--- start of Passage shown ---

The steady increase in crude oil prices between 2000 and mid-2008 has been a key demand driver for the increased use of heavy Canadian crude and bitumen blends in US refineries, as refiners sought to take advantage of the substantial price differentials between heavy and light crude oils. With the increasing emphasis in the US on the security of energy supply, the stable political relations with Canada have served to support this trend.

Increasing investment in production in the oil sands region and pipeline infrastructure to transport Canadian heavy crude to the US Midwest has been accompanied by announcements of refinery expansion projects in the US Midwest to process heavy Canadian bitumen blends. These projects include Marathon’s Detroit refinery (80,000 b/d heavy oil processing capacity after expansion),13 BP’s Whiting, Ind., refinery (260,000 b/d heavy oil),14 and ConocoPhillips’s refineries in Borger, Tex., and Wood River (total of 550,000 b/d heavy oil consisting of 275,000 b/d bitumen).15 While these projects are still under way, a few have been scheduled for a later completion in response to current market conditions.

--- end of Passage shown ---

» Set of tasks
**A.** According to the passage on Canadian heavy crude, why did US refineries increase their use of heavy Canadian crude and bitumen blends? Answer in one to three sentences.
**B.** Resume the passage on Canadian heavy crude after its final sentence.
The records below this passage come from a separate source.

--- start of Data records ---

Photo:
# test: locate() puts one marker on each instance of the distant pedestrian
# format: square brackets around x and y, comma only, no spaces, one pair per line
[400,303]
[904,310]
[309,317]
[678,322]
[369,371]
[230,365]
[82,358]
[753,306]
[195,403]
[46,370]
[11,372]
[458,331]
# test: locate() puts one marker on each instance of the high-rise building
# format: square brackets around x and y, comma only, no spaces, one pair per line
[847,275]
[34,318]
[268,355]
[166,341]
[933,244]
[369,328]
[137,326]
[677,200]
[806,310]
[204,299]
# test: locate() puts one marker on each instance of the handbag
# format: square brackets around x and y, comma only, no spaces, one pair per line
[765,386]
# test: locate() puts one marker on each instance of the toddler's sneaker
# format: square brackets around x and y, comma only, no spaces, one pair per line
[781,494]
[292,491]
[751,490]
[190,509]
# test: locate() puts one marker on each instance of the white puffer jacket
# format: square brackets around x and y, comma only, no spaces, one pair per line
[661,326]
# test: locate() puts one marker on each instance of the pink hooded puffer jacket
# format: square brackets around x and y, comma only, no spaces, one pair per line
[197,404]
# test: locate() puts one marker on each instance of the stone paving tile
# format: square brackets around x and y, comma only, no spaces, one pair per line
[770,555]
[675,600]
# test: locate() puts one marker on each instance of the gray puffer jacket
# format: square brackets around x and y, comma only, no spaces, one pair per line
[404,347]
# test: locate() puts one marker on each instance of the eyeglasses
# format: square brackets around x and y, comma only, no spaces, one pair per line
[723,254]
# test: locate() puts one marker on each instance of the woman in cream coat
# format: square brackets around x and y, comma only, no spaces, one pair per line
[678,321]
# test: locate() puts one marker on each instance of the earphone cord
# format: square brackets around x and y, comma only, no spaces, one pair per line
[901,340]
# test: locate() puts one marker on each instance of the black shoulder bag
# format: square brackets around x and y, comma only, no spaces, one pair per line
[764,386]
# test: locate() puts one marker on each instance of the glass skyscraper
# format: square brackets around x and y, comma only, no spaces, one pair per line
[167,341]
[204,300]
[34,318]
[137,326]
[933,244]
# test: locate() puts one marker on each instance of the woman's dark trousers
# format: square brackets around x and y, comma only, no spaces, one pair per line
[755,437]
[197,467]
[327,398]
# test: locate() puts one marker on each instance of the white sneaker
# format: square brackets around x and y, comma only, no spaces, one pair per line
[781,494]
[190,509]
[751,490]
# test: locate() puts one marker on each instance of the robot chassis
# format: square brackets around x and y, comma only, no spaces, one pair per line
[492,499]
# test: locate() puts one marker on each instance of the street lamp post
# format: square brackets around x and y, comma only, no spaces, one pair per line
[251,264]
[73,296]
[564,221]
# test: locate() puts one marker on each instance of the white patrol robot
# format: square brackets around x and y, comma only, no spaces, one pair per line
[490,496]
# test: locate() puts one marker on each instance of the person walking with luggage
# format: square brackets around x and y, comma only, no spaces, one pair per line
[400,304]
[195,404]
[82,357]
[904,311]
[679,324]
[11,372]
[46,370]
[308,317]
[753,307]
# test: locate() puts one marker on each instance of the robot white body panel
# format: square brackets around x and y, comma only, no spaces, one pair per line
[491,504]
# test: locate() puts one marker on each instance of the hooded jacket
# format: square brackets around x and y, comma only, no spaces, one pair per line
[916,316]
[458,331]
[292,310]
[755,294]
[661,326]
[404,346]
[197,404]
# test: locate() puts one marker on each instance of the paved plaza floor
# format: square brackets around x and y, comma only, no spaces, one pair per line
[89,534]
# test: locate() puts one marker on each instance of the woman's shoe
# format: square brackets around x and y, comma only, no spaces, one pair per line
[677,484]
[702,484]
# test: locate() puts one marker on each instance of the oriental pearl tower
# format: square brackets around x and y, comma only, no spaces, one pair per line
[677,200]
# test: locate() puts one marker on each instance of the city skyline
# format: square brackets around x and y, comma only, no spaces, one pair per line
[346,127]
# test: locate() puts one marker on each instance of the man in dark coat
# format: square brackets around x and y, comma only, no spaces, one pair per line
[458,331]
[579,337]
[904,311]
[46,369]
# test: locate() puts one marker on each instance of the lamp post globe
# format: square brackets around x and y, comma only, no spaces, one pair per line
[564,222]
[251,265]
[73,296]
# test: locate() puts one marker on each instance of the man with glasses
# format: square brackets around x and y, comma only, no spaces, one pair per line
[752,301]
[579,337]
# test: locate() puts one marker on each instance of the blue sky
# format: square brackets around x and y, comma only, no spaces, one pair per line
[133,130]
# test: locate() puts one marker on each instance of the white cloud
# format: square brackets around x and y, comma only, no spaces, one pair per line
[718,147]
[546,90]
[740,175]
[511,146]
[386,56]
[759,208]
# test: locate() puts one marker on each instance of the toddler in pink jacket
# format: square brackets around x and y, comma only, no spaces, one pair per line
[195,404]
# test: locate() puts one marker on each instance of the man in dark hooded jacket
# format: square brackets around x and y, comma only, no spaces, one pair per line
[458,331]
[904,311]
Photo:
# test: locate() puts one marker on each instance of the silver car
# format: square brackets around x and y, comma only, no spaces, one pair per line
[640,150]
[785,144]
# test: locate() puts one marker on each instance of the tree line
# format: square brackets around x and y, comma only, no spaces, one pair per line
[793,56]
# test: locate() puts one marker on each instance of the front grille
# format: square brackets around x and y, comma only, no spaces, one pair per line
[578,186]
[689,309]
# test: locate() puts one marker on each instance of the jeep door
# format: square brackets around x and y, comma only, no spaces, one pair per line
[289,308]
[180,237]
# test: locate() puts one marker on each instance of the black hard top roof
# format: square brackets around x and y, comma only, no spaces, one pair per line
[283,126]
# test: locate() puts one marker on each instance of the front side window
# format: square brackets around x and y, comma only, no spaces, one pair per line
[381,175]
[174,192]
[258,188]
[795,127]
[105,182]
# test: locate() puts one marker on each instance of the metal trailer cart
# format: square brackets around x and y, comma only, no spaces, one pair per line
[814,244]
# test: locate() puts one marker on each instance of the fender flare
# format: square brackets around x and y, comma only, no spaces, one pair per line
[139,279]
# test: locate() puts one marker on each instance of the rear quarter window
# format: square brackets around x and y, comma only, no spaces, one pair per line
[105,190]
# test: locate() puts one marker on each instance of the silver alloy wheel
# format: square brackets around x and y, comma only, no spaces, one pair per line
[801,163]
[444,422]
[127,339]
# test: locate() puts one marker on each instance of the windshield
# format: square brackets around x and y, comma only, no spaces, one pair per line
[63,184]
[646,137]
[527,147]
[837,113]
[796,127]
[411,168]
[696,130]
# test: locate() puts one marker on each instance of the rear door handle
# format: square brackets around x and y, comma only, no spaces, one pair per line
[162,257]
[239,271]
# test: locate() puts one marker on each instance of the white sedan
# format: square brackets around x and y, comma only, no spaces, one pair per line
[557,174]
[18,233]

--- end of Data records ---

» Answers provided
**A.** Rising crude oil prices between 2000 and mid-2008 led refiners to exploit the large price gap between heavy and light crude oils. The stable political relationship with Canada also supported the trend as the US placed more emphasis on the security of its energy supply.

**B.**
In 2007, Husky Energy, a Canadian energy company and oil sands producer, purchased Valero’s Lima, Ohio, refinery with the intention of ultimately modifying it for heavy Canadian crude.16 In December 2007, Husky Energy also announced an alliance with BP that included a retrofit of BP’s Toledo, Ohio, refinery to run on bitumen.17 Hyperion Resources is going through the permitting process as a part of its plan to develop a $10 billion, 400,000-b/d grassroots refinery in South Dakota based on heavy Canadian crude.18

In 2008, Valero announced that it has secured capacity on the proposed Keystone XL pipeline extension to the US Gulf Coast and would be expanding and modifying its Gulf Coast refineries to process heavy Canadian crude in 2012.19

These developments highlight the growing market for Canadian oil sands-derived crude and bitumen in the US refining industry.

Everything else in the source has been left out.